Stated exercise: Which lines in the records below contain the string "cliff"? Pick them out and copy each one in full, counting a match only when the letter case is the same.

Material:
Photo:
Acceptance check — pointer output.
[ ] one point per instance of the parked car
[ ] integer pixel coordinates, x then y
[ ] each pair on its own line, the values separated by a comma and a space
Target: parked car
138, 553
==
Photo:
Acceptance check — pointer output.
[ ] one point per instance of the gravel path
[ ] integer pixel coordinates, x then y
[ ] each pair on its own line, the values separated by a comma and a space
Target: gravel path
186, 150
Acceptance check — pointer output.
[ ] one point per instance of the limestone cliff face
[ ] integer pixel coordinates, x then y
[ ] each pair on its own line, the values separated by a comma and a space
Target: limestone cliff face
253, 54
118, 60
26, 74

Exercise answer:
[ ] one point per instance of the limestone cliff face
Target: limestone cliff face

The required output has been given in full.